Collected data
++++++++++++++++++++

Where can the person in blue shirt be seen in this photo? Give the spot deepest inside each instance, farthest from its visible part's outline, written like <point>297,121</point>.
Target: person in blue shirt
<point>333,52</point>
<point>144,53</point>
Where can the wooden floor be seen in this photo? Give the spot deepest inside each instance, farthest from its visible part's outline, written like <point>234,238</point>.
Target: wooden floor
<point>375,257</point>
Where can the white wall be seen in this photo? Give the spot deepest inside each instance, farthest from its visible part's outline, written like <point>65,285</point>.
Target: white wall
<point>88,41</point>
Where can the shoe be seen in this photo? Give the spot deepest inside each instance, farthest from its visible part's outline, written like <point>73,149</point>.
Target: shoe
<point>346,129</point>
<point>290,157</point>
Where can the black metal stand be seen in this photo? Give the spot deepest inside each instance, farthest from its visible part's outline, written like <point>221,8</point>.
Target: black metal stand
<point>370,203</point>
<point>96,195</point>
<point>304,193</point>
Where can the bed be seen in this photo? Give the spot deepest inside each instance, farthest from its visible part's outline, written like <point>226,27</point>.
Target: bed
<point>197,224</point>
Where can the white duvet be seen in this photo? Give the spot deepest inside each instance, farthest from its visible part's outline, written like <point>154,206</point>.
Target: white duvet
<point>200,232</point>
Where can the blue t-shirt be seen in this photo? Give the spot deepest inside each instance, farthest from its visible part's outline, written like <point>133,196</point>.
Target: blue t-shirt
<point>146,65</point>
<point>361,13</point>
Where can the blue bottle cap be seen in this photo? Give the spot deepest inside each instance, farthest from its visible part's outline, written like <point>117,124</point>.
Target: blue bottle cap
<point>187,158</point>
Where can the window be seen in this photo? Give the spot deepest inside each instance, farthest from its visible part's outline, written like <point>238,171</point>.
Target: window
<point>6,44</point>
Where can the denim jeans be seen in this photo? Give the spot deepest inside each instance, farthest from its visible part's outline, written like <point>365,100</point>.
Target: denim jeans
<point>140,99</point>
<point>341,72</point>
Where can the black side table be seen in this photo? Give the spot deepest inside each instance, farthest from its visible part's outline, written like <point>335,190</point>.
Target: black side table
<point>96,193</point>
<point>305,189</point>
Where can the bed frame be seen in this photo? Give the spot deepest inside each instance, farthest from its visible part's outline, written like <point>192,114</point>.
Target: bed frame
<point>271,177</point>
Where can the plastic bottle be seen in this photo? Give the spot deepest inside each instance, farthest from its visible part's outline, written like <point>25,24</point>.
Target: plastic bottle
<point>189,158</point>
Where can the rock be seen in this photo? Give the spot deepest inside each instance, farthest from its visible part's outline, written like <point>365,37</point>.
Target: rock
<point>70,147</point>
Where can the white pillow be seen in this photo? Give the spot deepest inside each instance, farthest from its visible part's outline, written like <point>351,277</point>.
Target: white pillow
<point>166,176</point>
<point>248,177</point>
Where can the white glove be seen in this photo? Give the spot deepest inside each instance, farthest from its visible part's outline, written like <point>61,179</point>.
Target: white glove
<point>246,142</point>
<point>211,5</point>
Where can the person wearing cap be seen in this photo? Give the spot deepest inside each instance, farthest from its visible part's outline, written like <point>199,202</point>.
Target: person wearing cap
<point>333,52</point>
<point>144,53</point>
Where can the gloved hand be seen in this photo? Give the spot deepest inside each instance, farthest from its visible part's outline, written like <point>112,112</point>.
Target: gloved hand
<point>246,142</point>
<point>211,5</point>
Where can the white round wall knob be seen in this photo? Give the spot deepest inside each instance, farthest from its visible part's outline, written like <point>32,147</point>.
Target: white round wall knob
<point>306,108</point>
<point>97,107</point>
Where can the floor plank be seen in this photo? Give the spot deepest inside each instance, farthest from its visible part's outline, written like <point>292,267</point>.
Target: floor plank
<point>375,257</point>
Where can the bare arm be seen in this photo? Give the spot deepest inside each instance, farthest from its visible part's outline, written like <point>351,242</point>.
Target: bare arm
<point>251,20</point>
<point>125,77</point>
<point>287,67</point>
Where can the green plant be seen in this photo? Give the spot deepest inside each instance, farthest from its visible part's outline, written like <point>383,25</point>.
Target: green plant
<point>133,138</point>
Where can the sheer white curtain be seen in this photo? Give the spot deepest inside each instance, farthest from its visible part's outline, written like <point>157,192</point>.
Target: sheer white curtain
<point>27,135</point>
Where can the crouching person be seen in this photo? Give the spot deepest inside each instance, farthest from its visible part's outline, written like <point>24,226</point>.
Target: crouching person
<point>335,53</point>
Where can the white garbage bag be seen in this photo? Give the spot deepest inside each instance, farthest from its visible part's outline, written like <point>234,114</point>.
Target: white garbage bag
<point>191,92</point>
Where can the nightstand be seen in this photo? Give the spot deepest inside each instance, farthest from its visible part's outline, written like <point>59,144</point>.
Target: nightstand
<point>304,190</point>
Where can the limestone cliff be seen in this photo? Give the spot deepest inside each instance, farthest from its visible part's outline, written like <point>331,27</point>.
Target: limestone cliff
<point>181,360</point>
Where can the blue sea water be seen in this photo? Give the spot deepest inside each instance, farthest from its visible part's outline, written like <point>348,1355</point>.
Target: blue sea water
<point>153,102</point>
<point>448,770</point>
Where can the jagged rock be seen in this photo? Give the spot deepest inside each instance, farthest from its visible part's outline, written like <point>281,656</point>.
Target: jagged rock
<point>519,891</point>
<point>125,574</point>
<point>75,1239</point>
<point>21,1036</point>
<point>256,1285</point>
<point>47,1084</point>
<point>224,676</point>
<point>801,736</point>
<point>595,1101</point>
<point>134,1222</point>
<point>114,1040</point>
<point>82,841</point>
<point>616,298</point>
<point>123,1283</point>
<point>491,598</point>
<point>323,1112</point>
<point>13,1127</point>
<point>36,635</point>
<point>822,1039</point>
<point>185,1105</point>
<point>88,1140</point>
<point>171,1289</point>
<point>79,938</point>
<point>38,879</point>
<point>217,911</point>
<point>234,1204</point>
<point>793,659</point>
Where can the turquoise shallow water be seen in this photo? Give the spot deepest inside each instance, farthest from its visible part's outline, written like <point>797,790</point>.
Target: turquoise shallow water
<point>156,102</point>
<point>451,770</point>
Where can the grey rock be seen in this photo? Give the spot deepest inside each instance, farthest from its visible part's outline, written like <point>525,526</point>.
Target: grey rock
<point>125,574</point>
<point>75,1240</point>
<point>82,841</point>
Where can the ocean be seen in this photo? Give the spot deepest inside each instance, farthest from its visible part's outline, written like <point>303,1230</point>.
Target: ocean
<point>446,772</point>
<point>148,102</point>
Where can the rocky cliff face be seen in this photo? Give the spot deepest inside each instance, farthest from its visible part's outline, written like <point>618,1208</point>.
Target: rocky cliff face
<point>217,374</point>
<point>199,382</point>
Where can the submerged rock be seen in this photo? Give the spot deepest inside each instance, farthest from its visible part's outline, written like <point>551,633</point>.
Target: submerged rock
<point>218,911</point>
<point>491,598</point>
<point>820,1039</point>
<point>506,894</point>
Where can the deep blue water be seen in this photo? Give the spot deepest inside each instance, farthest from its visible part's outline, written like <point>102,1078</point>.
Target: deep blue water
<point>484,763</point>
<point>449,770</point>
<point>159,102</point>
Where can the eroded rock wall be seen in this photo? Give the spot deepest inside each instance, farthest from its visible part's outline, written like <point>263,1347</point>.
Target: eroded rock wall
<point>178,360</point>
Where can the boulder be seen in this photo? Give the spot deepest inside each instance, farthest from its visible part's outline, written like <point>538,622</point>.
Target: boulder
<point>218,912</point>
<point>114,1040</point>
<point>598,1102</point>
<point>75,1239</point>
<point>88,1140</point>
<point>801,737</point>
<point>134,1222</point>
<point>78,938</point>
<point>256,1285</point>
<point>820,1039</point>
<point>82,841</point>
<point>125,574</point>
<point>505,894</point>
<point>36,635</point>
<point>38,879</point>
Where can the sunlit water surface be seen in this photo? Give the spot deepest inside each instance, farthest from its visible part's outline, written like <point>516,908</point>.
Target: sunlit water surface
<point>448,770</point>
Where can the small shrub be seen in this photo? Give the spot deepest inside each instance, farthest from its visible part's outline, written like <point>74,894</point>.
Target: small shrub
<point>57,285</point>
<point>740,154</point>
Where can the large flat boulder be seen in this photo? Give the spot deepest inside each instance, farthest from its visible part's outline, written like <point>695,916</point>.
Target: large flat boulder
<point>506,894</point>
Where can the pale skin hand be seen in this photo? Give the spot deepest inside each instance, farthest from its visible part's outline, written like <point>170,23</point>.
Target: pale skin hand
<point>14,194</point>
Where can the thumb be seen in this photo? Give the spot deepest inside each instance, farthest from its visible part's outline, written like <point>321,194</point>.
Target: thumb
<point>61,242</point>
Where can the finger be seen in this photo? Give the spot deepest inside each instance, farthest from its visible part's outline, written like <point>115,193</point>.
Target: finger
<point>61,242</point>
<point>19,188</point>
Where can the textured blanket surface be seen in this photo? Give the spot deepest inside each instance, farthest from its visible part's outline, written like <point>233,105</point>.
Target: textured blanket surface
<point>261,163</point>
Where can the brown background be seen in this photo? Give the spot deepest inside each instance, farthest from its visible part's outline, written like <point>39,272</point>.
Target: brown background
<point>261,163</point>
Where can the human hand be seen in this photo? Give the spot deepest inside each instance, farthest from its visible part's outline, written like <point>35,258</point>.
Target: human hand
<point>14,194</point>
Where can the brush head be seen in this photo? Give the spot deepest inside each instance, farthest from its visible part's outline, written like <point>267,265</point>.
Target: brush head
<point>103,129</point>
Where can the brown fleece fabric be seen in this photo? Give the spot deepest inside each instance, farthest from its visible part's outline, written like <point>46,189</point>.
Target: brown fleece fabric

++++++++++++++++++++

Take the line above containing "Target: white glove", the line containing "Where can the sheer", and all lines in between, and copy them exactly without anything else.

Target: white glove
<point>246,142</point>
<point>211,5</point>
Where can the person wearing cap be seen in this photo? Give the spot deepest inside each instance, farthest from its visible part's outline, written like <point>199,202</point>.
Target: person wearing cap
<point>333,52</point>
<point>144,53</point>
Where can the gloved hand be seen in this photo? Give the spot deepest inside each instance, farthest from its visible part's outline, written like <point>112,112</point>.
Target: gloved hand
<point>246,142</point>
<point>211,5</point>
Where can the white round wall knob be seen in this photo? Give the spot deepest inside each instance, farthest from its visible part's outline, written like <point>32,147</point>.
Target: white round wall knob
<point>306,108</point>
<point>97,107</point>
Where can the floor plank be seen in this photo? Give the spot deepest inside each instance, farthest from its visible part's outline, written like <point>292,267</point>.
Target: floor plank
<point>375,257</point>
Where can the bare arm be seen in this photo? Give the spot deepest inside each instance, farthest from its visible part's outline, written like <point>351,242</point>.
Target: bare arm
<point>251,20</point>
<point>125,77</point>
<point>287,67</point>
Where can the green plant be seen in this photo? Give the spot deepest inside each instance, farthest from its visible part's outline, written like <point>383,25</point>.
Target: green plant
<point>133,138</point>
Where can the sheer white curtain be seen in this photo? Give the spot deepest inside each instance, farthest from its visible part's outline, written like <point>157,192</point>.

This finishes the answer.